**Provided text**
--

_I should hate to think that the Senate was as tired of me at the beginning of my service as I am of the Senate at the end.
_—Charles G. Dawes
It is ironic that "Silent Cal" Coolidge should have a vice president as garrulous as Charles Gates Dawes. A man of action as well as of blunt words, "Hell'n Maria" Dawes (the favorite expression by which he was known) was in so many ways the opposite of President Coolidge that the two men were never able to establish a working relationship. The president probably never forgave his vice president for stealing attention from him at their inaugural ceremonies, nor did he ever forget that Dawes was responsible for one of his most embarrassing defeats in the Senate. As a result, although Dawes was one of the most notable and able men to occupy the vice-presidency, his tenure was not a satisfying or productive one, nor did it stand as a model for others to follow.
Charles Dawes was not Calvin Coolidge's choice for a running mate. It would have taken a far more self-confident president to want a vice president with a longer and more distinguished career than his own. Dawes had been a prominent official in the McKinley administration when Coolidge was still a city council member in Northampton, Massachusetts. Dawes became a highly decorated military officer during the First World War, was the president of a prestigious financial institution, was the first director of the Bureau of the Budget, and devised the "Dawes Plan" to salvage Europe's postwar economy, for which he received the Nobel Peace Prize. Dawes had a keen concern for foreign affairs, in which Coolidge showed little interest. As an activist in domestic policy, Dawes convinced the Senate to pass the McNary-Haugen farm relief bill; Coolidge vetoed the bill. Dawes was a problem solver, Coolidge a problem avoider. The 1920s might have been a very different decade if the Republican ticket in 1924 had been Dawes-Coolidge rather than Coolidge-Dawes.

--

**Extracted information**
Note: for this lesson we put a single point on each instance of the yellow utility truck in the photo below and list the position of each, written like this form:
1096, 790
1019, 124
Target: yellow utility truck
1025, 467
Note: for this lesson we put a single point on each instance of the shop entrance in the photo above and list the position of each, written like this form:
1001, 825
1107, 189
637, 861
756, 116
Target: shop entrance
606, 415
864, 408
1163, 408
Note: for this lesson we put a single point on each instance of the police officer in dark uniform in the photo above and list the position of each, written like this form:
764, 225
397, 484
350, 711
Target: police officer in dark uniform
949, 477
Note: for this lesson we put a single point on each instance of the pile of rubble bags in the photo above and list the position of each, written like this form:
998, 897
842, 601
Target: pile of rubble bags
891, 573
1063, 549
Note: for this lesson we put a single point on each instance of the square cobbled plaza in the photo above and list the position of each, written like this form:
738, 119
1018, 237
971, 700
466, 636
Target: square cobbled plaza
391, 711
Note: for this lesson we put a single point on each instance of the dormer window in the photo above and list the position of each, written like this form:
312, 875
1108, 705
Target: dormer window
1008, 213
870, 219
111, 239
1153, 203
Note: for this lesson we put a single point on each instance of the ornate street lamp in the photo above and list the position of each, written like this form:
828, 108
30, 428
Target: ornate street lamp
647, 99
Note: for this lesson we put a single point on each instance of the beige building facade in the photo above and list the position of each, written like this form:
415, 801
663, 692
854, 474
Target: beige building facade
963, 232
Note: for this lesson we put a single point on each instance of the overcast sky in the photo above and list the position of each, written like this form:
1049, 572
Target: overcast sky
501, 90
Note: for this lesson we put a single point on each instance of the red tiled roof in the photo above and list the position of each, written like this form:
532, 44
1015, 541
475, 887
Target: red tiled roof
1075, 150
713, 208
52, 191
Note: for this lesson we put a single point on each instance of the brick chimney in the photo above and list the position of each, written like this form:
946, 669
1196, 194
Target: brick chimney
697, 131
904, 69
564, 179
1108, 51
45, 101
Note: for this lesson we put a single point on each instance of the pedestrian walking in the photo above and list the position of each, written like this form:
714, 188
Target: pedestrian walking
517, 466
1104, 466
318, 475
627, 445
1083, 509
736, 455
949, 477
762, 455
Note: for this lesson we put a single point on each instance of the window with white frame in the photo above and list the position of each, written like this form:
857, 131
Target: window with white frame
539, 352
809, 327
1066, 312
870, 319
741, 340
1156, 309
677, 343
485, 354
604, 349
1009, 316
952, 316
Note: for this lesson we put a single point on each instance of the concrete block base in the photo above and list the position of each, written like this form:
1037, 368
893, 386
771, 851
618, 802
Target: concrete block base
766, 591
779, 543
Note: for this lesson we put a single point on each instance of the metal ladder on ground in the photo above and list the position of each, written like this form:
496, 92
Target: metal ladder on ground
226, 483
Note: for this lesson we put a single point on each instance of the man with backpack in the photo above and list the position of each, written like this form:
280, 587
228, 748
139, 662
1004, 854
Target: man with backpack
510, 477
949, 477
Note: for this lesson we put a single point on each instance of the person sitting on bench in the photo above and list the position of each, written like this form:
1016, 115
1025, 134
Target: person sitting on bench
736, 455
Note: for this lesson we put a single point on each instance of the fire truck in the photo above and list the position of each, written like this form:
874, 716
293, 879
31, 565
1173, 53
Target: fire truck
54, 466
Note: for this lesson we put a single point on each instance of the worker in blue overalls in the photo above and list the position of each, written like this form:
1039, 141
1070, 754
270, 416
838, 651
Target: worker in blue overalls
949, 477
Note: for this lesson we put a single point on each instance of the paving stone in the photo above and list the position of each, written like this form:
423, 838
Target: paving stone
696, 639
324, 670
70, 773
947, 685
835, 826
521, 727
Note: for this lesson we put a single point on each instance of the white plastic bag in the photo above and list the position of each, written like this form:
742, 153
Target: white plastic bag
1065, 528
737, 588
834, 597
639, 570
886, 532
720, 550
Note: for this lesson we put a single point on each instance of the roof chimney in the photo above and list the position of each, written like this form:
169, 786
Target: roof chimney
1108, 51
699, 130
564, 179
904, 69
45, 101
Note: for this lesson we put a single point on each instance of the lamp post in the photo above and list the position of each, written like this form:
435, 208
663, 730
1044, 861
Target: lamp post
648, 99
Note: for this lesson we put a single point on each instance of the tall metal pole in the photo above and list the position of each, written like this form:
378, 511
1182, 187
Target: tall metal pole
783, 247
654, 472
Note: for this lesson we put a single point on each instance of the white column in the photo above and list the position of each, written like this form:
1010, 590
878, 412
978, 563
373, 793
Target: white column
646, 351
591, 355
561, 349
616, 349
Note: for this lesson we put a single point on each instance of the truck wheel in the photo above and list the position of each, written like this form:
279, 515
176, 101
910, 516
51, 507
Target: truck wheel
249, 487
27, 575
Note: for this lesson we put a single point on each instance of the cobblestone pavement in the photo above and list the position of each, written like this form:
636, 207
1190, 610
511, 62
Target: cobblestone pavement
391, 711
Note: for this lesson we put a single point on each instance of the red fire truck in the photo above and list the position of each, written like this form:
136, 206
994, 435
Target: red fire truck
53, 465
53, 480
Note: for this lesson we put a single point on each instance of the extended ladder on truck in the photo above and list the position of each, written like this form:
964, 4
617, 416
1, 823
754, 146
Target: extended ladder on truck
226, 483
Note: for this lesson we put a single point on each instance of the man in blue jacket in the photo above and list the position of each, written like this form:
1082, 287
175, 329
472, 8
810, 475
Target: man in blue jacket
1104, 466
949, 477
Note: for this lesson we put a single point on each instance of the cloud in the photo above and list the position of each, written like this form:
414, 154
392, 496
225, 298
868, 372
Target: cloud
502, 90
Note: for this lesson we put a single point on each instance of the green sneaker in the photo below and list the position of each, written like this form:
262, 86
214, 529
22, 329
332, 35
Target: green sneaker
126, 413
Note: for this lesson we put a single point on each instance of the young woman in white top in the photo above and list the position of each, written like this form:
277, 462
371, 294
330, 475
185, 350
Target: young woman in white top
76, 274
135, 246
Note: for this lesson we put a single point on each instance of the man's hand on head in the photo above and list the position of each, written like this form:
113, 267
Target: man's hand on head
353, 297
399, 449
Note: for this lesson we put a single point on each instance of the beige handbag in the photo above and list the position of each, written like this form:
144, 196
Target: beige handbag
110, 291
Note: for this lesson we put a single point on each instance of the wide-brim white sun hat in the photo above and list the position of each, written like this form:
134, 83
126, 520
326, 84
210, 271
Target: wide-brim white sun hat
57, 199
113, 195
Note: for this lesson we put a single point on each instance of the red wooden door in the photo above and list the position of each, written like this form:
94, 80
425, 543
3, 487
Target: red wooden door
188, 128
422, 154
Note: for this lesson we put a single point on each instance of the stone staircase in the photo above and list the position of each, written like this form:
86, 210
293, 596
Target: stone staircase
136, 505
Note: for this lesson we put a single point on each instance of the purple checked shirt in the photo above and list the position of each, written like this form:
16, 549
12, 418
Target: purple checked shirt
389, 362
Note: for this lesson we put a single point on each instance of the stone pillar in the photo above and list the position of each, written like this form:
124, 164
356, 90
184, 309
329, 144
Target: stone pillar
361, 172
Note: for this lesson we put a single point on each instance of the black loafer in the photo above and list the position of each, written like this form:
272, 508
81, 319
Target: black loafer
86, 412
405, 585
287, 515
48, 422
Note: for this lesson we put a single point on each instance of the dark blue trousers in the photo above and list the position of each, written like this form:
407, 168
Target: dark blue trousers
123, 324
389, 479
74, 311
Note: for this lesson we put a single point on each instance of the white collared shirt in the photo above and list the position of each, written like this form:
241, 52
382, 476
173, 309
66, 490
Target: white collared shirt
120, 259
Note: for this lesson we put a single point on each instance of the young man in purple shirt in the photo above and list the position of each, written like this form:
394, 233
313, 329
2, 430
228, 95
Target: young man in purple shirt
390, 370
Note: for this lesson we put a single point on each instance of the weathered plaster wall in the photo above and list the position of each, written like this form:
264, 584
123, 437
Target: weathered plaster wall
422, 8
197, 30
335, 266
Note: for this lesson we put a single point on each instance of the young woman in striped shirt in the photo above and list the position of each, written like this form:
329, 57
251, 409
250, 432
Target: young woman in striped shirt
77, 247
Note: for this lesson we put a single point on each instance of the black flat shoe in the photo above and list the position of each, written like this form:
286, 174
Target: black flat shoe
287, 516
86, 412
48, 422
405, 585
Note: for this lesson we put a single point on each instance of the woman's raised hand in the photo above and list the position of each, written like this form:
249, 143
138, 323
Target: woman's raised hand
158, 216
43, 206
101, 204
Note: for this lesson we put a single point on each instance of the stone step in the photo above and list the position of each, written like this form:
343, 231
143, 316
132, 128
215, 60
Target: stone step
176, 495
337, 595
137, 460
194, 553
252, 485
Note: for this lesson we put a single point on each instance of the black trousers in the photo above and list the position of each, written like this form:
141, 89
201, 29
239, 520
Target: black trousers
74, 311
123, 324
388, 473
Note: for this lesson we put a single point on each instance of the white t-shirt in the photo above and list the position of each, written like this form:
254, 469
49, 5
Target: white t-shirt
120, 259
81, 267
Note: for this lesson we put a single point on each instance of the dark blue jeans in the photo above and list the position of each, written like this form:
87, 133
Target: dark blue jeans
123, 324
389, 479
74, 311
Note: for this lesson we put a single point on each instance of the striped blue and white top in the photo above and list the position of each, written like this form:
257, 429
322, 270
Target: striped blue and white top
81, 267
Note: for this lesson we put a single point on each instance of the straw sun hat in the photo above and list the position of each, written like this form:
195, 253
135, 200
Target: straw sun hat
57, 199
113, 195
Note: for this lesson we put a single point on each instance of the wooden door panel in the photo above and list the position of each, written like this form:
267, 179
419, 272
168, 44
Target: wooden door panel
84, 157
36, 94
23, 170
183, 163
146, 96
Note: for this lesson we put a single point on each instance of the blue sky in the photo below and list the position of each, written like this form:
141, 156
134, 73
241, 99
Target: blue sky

--

**Tasks**
**a)** According to the text on Charles Dawes, what did Dawes devise that earned him the Nobel Peace Prize?
**b)** Render this sentence from the text on Charles Dawes into Spanish: "Charles Dawes was not Calvin Coolidge's choice for a running mate."

**Outputs**
**a)** He devised the "Dawes Plan" to salvage Europe's postwar economy.

**b)** Charles Dawes no fue la elección de Calvin Coolidge como compañero de fórmula.